Problem description – Please output the lines shown below exactly as they appear.

Material provided –
════════

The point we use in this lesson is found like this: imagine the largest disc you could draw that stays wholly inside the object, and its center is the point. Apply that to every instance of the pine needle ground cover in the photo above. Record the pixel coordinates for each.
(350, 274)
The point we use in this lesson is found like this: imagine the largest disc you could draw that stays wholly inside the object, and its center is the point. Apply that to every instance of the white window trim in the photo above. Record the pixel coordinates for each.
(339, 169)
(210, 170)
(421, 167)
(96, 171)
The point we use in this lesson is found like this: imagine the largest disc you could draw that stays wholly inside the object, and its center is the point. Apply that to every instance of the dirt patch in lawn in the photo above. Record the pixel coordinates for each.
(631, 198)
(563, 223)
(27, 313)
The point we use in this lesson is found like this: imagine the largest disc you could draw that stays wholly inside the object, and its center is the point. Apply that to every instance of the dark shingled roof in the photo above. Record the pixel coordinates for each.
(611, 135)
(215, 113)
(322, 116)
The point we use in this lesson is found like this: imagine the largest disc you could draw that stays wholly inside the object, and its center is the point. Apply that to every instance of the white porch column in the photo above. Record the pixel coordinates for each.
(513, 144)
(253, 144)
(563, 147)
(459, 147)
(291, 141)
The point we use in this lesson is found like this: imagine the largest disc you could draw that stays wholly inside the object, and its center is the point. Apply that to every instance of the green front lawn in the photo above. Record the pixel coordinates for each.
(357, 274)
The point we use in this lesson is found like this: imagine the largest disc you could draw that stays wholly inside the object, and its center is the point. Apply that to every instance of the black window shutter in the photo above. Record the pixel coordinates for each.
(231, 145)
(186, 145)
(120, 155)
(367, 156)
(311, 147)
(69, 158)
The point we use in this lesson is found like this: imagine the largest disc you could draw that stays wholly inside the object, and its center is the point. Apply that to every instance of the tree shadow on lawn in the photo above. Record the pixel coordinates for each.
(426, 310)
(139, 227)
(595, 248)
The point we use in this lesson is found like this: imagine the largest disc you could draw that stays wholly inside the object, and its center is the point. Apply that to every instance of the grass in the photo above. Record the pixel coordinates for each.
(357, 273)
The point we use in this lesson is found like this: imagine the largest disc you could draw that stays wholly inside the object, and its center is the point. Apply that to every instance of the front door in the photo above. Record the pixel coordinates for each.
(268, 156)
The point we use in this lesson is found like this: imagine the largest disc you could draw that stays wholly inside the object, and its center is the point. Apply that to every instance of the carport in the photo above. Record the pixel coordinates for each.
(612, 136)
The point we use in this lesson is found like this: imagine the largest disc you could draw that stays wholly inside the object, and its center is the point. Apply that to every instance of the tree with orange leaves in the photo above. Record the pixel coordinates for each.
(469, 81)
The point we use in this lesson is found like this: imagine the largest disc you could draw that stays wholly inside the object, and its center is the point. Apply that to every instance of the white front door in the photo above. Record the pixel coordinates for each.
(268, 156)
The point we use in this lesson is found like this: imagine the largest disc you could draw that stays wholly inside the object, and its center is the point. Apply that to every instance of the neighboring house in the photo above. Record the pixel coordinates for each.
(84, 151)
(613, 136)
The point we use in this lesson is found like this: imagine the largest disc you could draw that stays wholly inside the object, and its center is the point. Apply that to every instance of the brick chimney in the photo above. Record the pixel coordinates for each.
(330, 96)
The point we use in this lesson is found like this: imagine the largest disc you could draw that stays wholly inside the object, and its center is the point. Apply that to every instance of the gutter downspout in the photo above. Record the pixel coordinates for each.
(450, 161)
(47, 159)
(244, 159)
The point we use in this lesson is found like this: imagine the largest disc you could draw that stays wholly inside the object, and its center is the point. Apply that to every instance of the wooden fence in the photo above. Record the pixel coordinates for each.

════════

Exercise response –
The point we use in this lesson is found like this: imagine the largest disc you could draw that stays wholly inside the object, and its center is the point. Apply that to every instance of the pine needle ground cover in the photo above. Record the pixel coordinates for each.
(350, 274)
The point we use in this lesson is found like this: imagine the largest disc you could draw that stays wholly inside the object, and its center is the point. Apply that to every instance of the white window trim in the photo above. Record the pixel coordinates for each.
(339, 169)
(210, 170)
(421, 167)
(96, 171)
The point we use in this lesson is found like this: imagine the largest disc you could draw that stays wholly inside the object, and its center is the point. Apply that to every instance of the dirt patch in lawn in the photo above. Record the pixel coordinates for each.
(631, 198)
(563, 223)
(27, 313)
The point we use in this lesson is found like this: imagine the largest disc you could draw that stays wholly inside the object, and its center is the point. Apply that to every instance of the dark shingled roof in the photo above. Record the pixel coordinates for each.
(611, 135)
(215, 113)
(322, 116)
The point we use in this lesson is found like this: imagine the largest disc you could draw that stays wholly inside the object, and its center is the point. Apply that to every instance of the white porch column in the photo above. Record the pixel coordinates for each.
(513, 144)
(253, 144)
(563, 147)
(459, 147)
(291, 141)
The point we use in this lesson is found like this: imagine the largest disc you could draw that stays wholly inside the object, and its center is the point. Apply that to every instance of the green front lawn in the photo above. Record the pixel coordinates for each.
(357, 274)
The point we use in this lesson is found like this: imagine the largest disc you could draw that stays wholly inside the object, and its center is the point. Apply that to every instance of the black window shutter in the photo above. Record the pixel coordinates for each.
(231, 145)
(186, 145)
(120, 155)
(367, 156)
(311, 147)
(69, 158)
The point we use in this lesson is found like this: imagine the largest disc you could draw that stays wholly inside the object, and its center is the point. Apply that to every instance of the tree shadow on lawn in the photo above. Record the pixel coordinates for each.
(426, 310)
(139, 227)
(595, 248)
The point we use in this lesson is found like this: imagine the largest disc you could draw that stays wholly inside the object, and its center is the point. Apply that to every instance of the grass in the photo above. Record the pixel coordinates for each.
(357, 273)
The point we use in this lesson is found like this: imagine the largest disc you could draw that stays wholly inside the object, and its center is the point. Apply that to every instance of the front door in the photo above. Record the pixel coordinates for each.
(268, 156)
The point we use in this lesson is found like this: imagine the largest disc you could draw that stays wholly inside the object, and its center is the point. Apply that to every instance of the carport in the photo above. Record the pixel coordinates for each.
(612, 136)
The point we use in this lesson is found like this: imagine the largest disc you could draw that stays wholly inside the object, and its center is the point. Apply that to every instance of the tree with orange leaves in the photo above. Record the pixel coordinates for each.
(469, 81)
The point we use in this lesson is found like this: imagine the largest disc you could draw that stays wholly inside the object, and its center is the point. Apply that to every instance of the white front door in the photo above. Record the pixel coordinates for each.
(268, 156)
The point we use in this lesson is found like this: imagine the largest disc you could draw that stays wholly inside the object, and its center is the point. Apply that to every instance of the neighboring house in the photo above. Record the pixel coordinates for each.
(84, 151)
(613, 136)
The point we use in this lesson is found like this: imagine the largest disc you could draw that stays wholly inside the object, and its center is the point. Apply that to every instance of the brick chimney in the photo above. Record the pixel coordinates for each.
(330, 96)
The point we use in this lesson is found like this: imagine the largest disc you could draw that stays wholly inside the object, and its center is the point. Apply that to every instance of the gutter downspout in the photo above. Record the pixel coordinates for each.
(450, 161)
(47, 159)
(244, 159)
The point we use in this lesson is found like this: imagine the largest disc you could draw that stays wholly inside the object, and its center is the point. Apply that to every instance of the wooden fence in the photo above. Record the pixel coordinates for each.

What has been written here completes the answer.